**YOUR OBJECTIVE**.
Leave out the pictures and return every entry exactly as it appears.

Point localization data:
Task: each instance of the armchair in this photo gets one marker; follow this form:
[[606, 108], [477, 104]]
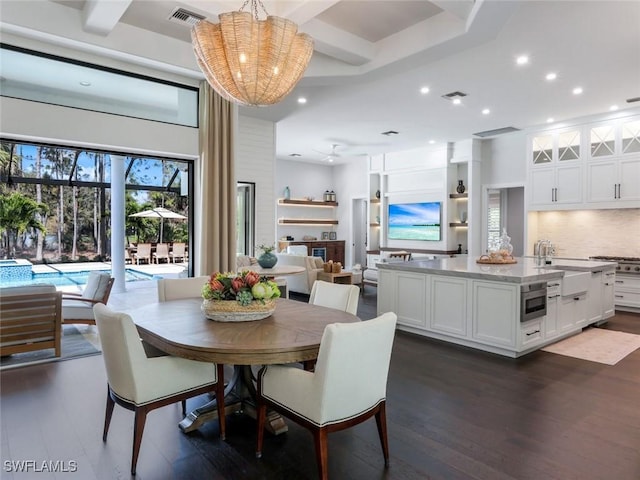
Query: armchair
[[30, 319], [323, 401], [78, 307], [301, 282]]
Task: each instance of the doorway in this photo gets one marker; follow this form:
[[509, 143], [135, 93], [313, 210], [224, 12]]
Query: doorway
[[359, 231]]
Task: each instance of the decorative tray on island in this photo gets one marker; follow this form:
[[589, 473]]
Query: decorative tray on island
[[496, 259]]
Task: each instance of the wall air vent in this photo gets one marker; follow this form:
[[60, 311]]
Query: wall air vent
[[497, 131], [180, 15]]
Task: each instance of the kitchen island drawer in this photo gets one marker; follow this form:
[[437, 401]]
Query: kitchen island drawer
[[626, 298], [531, 333]]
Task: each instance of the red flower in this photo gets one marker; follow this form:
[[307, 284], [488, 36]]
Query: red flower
[[216, 285], [251, 278], [237, 283]]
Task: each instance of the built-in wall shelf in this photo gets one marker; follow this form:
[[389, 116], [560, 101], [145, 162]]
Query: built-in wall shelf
[[307, 203], [306, 221]]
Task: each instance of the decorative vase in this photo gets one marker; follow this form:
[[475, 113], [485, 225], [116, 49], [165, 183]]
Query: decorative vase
[[267, 260], [232, 311]]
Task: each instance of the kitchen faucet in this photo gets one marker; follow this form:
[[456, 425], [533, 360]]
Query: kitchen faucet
[[542, 245]]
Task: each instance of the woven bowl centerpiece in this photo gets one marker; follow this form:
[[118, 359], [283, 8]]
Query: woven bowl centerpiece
[[239, 297]]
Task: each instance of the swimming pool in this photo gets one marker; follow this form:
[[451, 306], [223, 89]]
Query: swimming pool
[[66, 279]]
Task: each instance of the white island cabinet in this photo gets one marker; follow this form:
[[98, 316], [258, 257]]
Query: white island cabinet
[[460, 301]]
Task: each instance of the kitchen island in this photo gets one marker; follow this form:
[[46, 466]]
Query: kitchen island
[[490, 307]]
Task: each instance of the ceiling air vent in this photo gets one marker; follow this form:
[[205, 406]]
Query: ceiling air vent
[[453, 95], [497, 131], [180, 15]]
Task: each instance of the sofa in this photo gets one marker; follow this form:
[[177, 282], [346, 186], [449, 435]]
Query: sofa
[[301, 282], [244, 262]]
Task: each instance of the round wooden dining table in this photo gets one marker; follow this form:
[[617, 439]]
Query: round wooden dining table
[[291, 334]]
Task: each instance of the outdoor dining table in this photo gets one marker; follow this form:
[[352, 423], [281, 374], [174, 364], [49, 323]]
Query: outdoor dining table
[[291, 334]]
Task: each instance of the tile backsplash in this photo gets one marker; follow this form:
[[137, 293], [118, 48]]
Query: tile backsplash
[[585, 233]]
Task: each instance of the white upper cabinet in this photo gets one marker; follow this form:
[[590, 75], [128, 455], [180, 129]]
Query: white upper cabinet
[[556, 148], [589, 166], [616, 138], [614, 183]]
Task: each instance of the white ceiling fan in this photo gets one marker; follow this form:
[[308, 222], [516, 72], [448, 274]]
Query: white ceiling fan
[[332, 155]]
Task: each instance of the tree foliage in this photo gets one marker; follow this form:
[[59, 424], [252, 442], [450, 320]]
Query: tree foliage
[[18, 215]]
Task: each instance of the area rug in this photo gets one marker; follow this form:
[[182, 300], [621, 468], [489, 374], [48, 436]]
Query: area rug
[[597, 345], [76, 343]]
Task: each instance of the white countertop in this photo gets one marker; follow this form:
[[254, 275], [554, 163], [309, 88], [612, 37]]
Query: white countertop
[[524, 271]]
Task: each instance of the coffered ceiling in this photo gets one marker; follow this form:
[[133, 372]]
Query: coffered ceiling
[[372, 58]]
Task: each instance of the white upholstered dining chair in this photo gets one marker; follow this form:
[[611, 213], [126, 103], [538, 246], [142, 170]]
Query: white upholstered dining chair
[[347, 387], [335, 295], [177, 288], [142, 384]]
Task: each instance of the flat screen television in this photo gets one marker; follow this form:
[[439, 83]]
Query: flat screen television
[[415, 221]]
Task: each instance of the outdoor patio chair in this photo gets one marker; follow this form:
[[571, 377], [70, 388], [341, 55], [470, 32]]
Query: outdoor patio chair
[[78, 307], [143, 252], [162, 251], [178, 251]]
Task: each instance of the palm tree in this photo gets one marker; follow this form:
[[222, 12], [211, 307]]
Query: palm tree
[[18, 213]]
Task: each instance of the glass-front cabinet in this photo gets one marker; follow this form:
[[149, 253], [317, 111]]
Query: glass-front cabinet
[[594, 165]]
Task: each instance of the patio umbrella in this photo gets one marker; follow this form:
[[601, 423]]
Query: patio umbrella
[[161, 213]]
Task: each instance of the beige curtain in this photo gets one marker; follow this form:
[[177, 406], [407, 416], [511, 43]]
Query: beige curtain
[[217, 233]]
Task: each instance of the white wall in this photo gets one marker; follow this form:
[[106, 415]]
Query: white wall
[[255, 162], [304, 180], [351, 181], [504, 159]]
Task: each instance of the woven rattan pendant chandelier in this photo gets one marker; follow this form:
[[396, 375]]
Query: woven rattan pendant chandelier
[[250, 61]]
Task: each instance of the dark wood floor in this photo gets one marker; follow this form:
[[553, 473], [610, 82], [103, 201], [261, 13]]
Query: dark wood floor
[[453, 413]]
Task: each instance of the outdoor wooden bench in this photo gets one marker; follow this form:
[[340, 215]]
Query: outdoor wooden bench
[[30, 319]]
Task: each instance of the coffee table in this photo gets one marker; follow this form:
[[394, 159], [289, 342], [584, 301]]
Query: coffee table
[[342, 277]]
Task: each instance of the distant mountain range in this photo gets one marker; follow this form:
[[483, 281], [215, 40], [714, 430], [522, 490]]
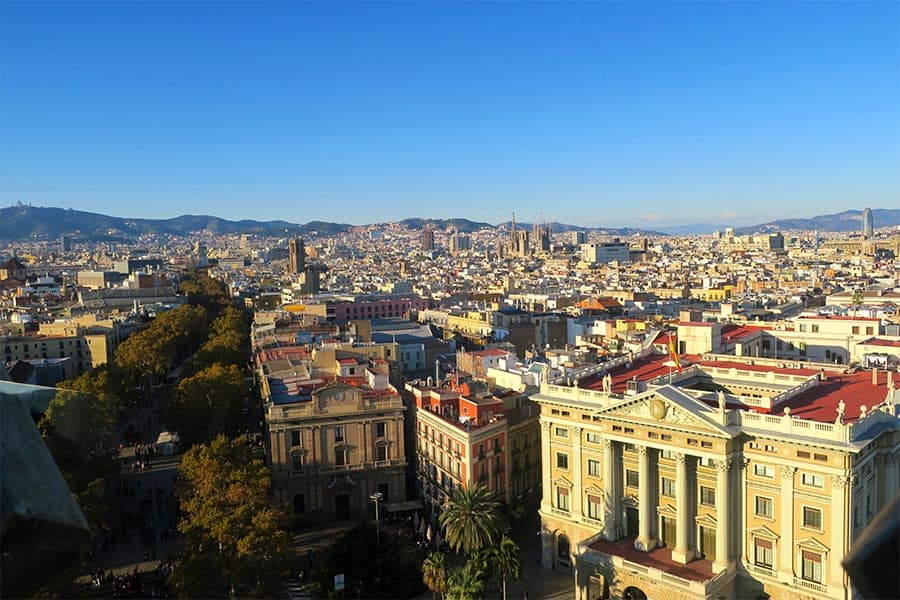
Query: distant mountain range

**ANSWER FOR THE TASK**.
Task: each instance of the armchair in this photo gets one marker; follow this form:
[[606, 108], [477, 104]]
Query: armchair
[[30, 319], [323, 401], [78, 307], [301, 282]]
Task: each instance of the doorway in this photo gets one marker; follow this form:
[[509, 143], [135, 93], [313, 210], [224, 12]]
Query: doorway
[[359, 231]]
Task: each instance of the decorative tray on island in this photo gets one marker; follow this form:
[[589, 473]]
Query: decorative tray on island
[[496, 259]]
Task: each instance of the wall air vent in this photo gets one marker; follow this form:
[[60, 311]]
Query: wall air vent
[[497, 131], [180, 15]]
Task: each instance of the kitchen island drawer in this photo gets one marker; follow this form:
[[437, 401]]
Query: kitchen island drawer
[[626, 298], [531, 333]]
Task: each instance of the red flower in this photo gets one marker; follow this form:
[[307, 284], [488, 36]]
Query: red flower
[[216, 285], [251, 278], [237, 283]]
Task: each instance of the built-in wall shelf in this photo gets one marker; follow this form:
[[389, 116], [560, 101], [145, 162]]
Query: built-in wall shelf
[[307, 203], [306, 221]]
Task: each instance of the decorative vase in this photo gets one marker; follow this form:
[[475, 113], [485, 225], [116, 49], [165, 183]]
Query: decorative vase
[[267, 260], [232, 311]]
Task: each instance of the kitchen faucet in this photo gets one marker; follow this form:
[[456, 425], [533, 360]]
Query: kitchen faucet
[[542, 245]]
Task: each instance of the woven bowl centerpiece in this photo gets one marker; follow this form:
[[118, 359], [283, 8]]
Query: woven bowl centerpiece
[[239, 297]]
Task: each instance of the swimming pool in this photo gets one marker; follow this form:
[[451, 306], [223, 89]]
Query: swimming pool
[[66, 279]]
Task: each instance of the white island cabinet in this photo gets one marker; follow this form:
[[98, 316], [258, 257]]
Query: white island cabinet
[[460, 301]]
Task: each instance of the kitchen island in this photo gets one marker; follow this form:
[[46, 466]]
Query: kitchen island
[[490, 307]]
Task: each instance of the ceiling air vent in this photo gets one marker; follow this form:
[[205, 406]]
Query: ceiling air vent
[[453, 95], [497, 131], [180, 15]]
Task: each instance of the sofa in this photo gets one marker; follow this form:
[[177, 282], [346, 186], [449, 435]]
Query: sofa
[[301, 282], [244, 262]]
Task: each instance of the round wooden dining table in this photo gets one marker; follow this form:
[[617, 439]]
Query: round wooden dining table
[[291, 334]]
Task: each instance of the outdoor dining table in this photo gets one marker; follow this form:
[[352, 423], [281, 374], [174, 364], [49, 323]]
Query: outdoor dining table
[[291, 334]]
Task: each instance of the tile backsplash in this photo gets one marker; follow this form:
[[137, 293], [118, 48]]
Query: tile backsplash
[[585, 233]]
Task: each instance of the white upper cabinet in this photo gets one marker; follow this form:
[[590, 75], [128, 455], [180, 129]]
Query: white upper cabinet
[[556, 148], [589, 166], [616, 138], [614, 183]]
Task: each instance of the white ceiling fan in this photo gets one marker; follow this form:
[[308, 222], [516, 72], [448, 274]]
Query: white ceiling fan
[[332, 155]]
Task: each instance of the tree foliage in this photo gets one marker; follow this form:
[[59, 424], [252, 442], [450, 320]]
Query: tree foliage
[[18, 215]]
Task: each instance of the area rug in this photo gets one marker; follow this form:
[[182, 300], [621, 468], [489, 374], [48, 436]]
Query: area rug
[[597, 345], [76, 343]]
Task: each instance of the white countertop in this photo gets one marker; follow this form:
[[254, 275], [554, 163], [309, 88], [612, 37]]
Query: white countertop
[[524, 271]]
Task: each instance of the coffered ceiling in this photo gets one marker; follow this form:
[[133, 372]]
Query: coffered ceiling
[[372, 58]]
Task: each instance of the white upholstered dining chair in this photo gets one marker; follow this form:
[[611, 213], [126, 103], [538, 246], [142, 170]]
Query: white upholstered dining chair
[[347, 387], [335, 295], [177, 288], [142, 384]]
Task: each instance of the flat screen television in this photo gets one marker; follow this form:
[[439, 83]]
Query: flat screen television
[[415, 221]]
Task: each instance of the outdoor patio chair in this photo gets one marker; follow this form:
[[571, 377], [70, 388], [341, 55], [470, 32]]
Query: outdoor patio chair
[[78, 307], [143, 252], [162, 251], [178, 251]]
Task: each instance of the palm tree in this photo gets one marker; follow this form:
[[222, 12], [211, 307]]
Query: palm tree
[[18, 213]]
Task: each instance of the glass-front cabinet in this photo gets one marker; follow this form:
[[149, 253], [317, 111]]
Query: glass-front cabinet
[[594, 165]]
Task: each instance of the patio umbrella in this photo gets one marker; follow this form:
[[601, 423]]
Query: patio umbrella
[[161, 213]]
Task: each instance of the beige curtain in this photo gets one marker; follow this form:
[[177, 406], [407, 416], [511, 43]]
Query: beige curtain
[[217, 233]]
Task: each instance of the white wall in this photo gets one marker; follow this form:
[[106, 415]]
Query: white wall
[[255, 162], [304, 180], [351, 181], [504, 159]]
Task: each instance of the woven rattan pendant chandelier in this photo gets one marker; follow this form:
[[396, 375]]
Query: woven rattan pendant chandelier
[[250, 61]]
Task: each instance of the dark wood floor in this photo gets one marker; follow this form:
[[553, 473], [610, 82], [103, 201], [261, 13]]
Query: dark wood floor
[[453, 413]]
Task: each instance of the outdoor wooden bench in this photo gets one marker; follow this form:
[[340, 215]]
Query: outdoor wooden bench
[[30, 319]]
Task: each instance of the coffee table in this photo gets one marker; follow this form:
[[394, 159], [289, 342], [584, 301]]
Query: coffee table
[[342, 277]]
Task: each instance of the distant mountain range in this photo gets one marker; follow this form:
[[483, 281], [215, 40], [714, 430], [522, 490]]
Query: distant mountain range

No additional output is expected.